▶ _TASK OBJECTIVE_
Write the listing out again word for word, excluding any pictures.
INFORMATION PROVIDED: Begin
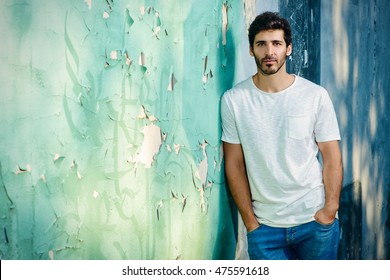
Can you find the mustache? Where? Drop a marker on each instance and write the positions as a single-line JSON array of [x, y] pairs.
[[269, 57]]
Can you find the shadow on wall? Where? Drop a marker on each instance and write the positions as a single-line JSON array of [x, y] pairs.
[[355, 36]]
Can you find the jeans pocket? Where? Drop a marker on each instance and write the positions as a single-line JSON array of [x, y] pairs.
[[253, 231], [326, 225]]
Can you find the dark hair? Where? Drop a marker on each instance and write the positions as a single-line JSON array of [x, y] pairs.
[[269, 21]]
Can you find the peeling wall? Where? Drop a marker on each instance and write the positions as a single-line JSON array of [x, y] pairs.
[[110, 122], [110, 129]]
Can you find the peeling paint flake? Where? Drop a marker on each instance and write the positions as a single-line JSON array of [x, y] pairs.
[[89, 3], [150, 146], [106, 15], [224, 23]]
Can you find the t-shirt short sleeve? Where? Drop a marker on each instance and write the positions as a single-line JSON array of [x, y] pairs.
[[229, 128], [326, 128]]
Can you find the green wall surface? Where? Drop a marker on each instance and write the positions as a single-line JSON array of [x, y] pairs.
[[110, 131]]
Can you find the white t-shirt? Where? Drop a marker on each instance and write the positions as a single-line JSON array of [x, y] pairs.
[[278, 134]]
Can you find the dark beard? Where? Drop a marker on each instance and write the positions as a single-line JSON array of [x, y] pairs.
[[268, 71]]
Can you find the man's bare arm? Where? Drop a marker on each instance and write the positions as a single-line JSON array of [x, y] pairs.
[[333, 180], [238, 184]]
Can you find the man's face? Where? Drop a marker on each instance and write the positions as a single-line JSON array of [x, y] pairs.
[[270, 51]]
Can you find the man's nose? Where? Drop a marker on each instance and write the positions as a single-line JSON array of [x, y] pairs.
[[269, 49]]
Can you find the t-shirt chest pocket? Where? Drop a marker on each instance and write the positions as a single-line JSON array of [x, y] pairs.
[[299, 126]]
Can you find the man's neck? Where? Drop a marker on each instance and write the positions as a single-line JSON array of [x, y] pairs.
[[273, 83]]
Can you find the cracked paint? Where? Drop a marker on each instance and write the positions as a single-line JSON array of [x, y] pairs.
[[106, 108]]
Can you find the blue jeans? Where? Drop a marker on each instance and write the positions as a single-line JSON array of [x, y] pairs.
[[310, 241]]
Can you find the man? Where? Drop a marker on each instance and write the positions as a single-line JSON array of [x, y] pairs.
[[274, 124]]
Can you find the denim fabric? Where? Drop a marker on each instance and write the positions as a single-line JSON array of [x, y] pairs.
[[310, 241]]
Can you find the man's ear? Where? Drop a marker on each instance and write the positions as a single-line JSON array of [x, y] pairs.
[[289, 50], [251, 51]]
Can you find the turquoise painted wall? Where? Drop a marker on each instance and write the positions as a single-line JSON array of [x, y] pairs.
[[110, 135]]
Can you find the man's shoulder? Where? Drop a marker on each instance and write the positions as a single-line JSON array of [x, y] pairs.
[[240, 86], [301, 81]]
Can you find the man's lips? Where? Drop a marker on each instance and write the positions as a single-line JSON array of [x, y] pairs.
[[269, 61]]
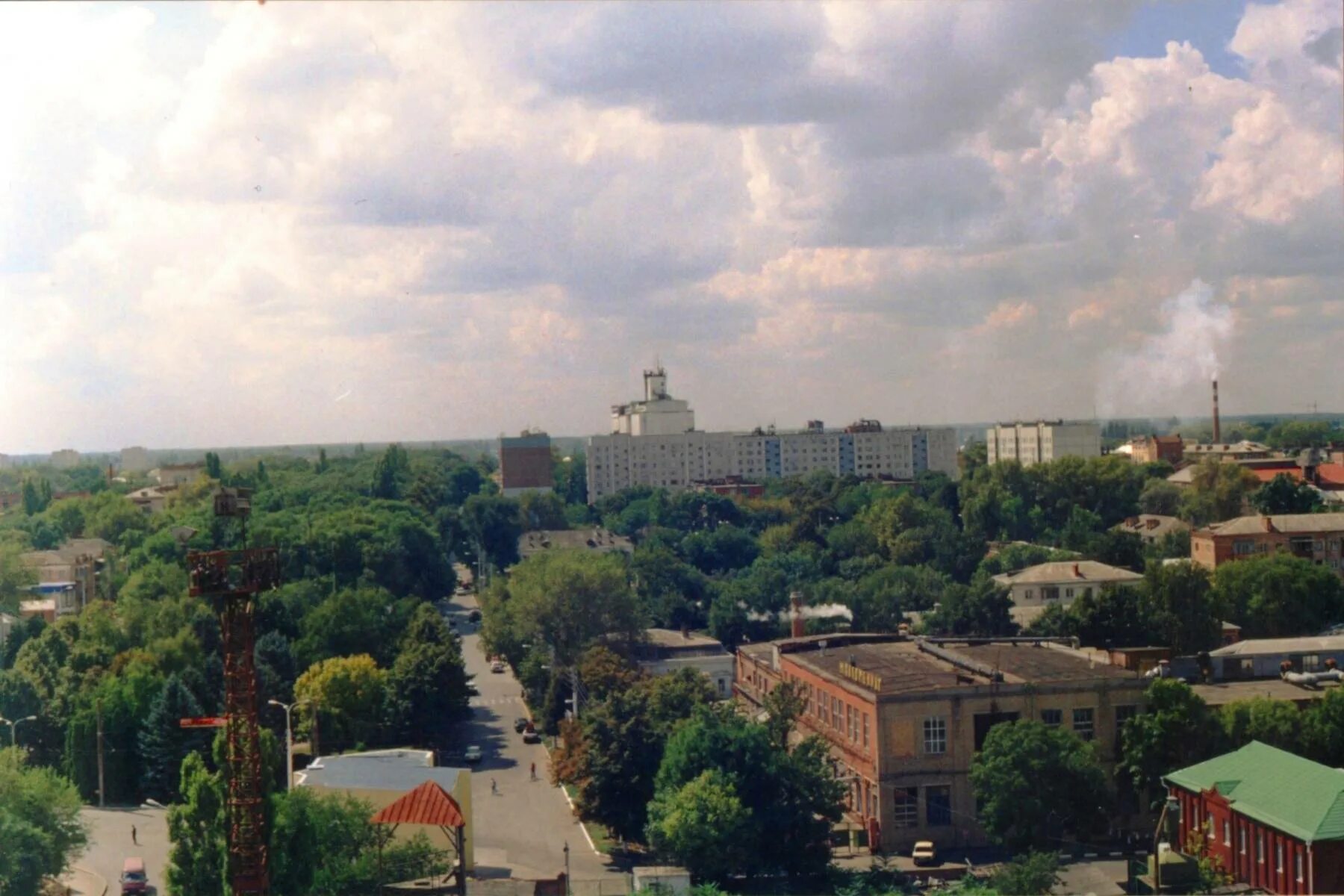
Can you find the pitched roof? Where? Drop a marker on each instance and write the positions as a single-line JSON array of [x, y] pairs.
INFORMATION PROVIDED: End
▶ _EXERCISE SOLUTION_
Can you find the mustache? Where? Drop a marker on each instance and write the positions as a single-line JSON array of [x, y] pairs.
[[269, 57]]
Can you find the shadow on wall? Where? Drop a marker on each instance and write the positions as a single-line JSON array of [x, y] pairs.
[[355, 36]]
Can you find the jeans pocket? Where? Drop a marker on each instance and write the positions as a single-line JSON array of [x, y] pairs.
[[253, 231], [326, 225]]
Can you find the dark hair? Where? Drop a marker on each instance and write the positions as a single-line JSON array of [x, y] pairs.
[[269, 21]]
Can you find the peeling wall? Where? Drop a marker on each instance and write the positions as a single-line JSON array of [x, y] pairs.
[[110, 122], [110, 129]]
Can you find the peeling paint flake? Where? Drop a marker on each instance and write the positions as a single-line JSON array of [x, y] pairs.
[[89, 3], [150, 146], [106, 15], [224, 23]]
Can you find the t-shirt short sleeve? Where? Drop a marker on each instance and write the positions as a single-line JSON array of [x, y] pairs.
[[229, 128], [326, 128]]
Can you find the green wall surface? Where? Drop a marker on each instance and write the positions as a single-line JSON array of [x, y] pairs.
[[110, 131]]
Can you find the white t-shirt? Where? Drop a marker on each instance and write the positions as a single-line JSON array of [x, y] pairs.
[[278, 134]]
Can you find the dark beard? Where? Drop a marker on each instance and write the positions as a single-line JSON array of [x, y] pairs.
[[268, 71]]
Can you find the man's bare arm? Where? Drop a marker on each instance and write the positions as a single-line JSON array of [x, y] pairs.
[[333, 180], [238, 184]]
Can you find the man's face? Where? Drop a marker on each instance and write the positions as a single-line JSON array of [x, y] pairs.
[[270, 51]]
Can you find the man's nose? Where? Drop a marker on each instance and write the positions as a single-line JSON array of [x, y] pairs.
[[269, 49]]
Can you find the t-shirt chest pocket? Where? Drop a marker on each instance and write the positions as a single-line JSON array of [x, y] pairs.
[[299, 126]]
Can you find the man's neck? Where? Drop a marker on each instance and write the positions as a single-line JSON array of [x, y] pairs.
[[273, 83]]
Can you find the cracked paint? Where? Drop a marker on each instance and write the positions as a single-line JSON array of [x, y] pairs.
[[106, 108]]
Can you find the blue jeans? Where? Drop a marker on each instance and write the positions as a single-line JSON array of [x, y] pairs.
[[310, 241]]
Can you find the man? Where? Drop a marker on each instance and write the positions as a single-line JSON array of [x, y] pairs.
[[274, 124]]
Can you find the denim fabric? Where? Drop a marker on each instance and write the positions as a single-line JSON array of [x, y] pairs.
[[310, 241]]
Can you find the man's ear? Where? Drop a marker on each instance and write the positions as a single-line JSON array of [x, y] pairs.
[[289, 50], [251, 51]]
Can you find the turquoise painted wall? Where? Drop a marker on each instance and write the positions as a single-line JSON array of [x, y] pairs.
[[110, 135]]
Can you find the man's shoulder? Where? Drop a marker on each instance and write the positions as a single-line JSON array of [x, y] pairs.
[[240, 86], [301, 81]]
Can you find the man's lips? Where? Drop a marker on each instance and write the positions as a single-line JSON array of [x, y] pairs.
[[269, 61]]
Can you find the pitched roof? Where? Drop a marker on each instance and write the positions as a single-line JSON array of [x, y] pairs.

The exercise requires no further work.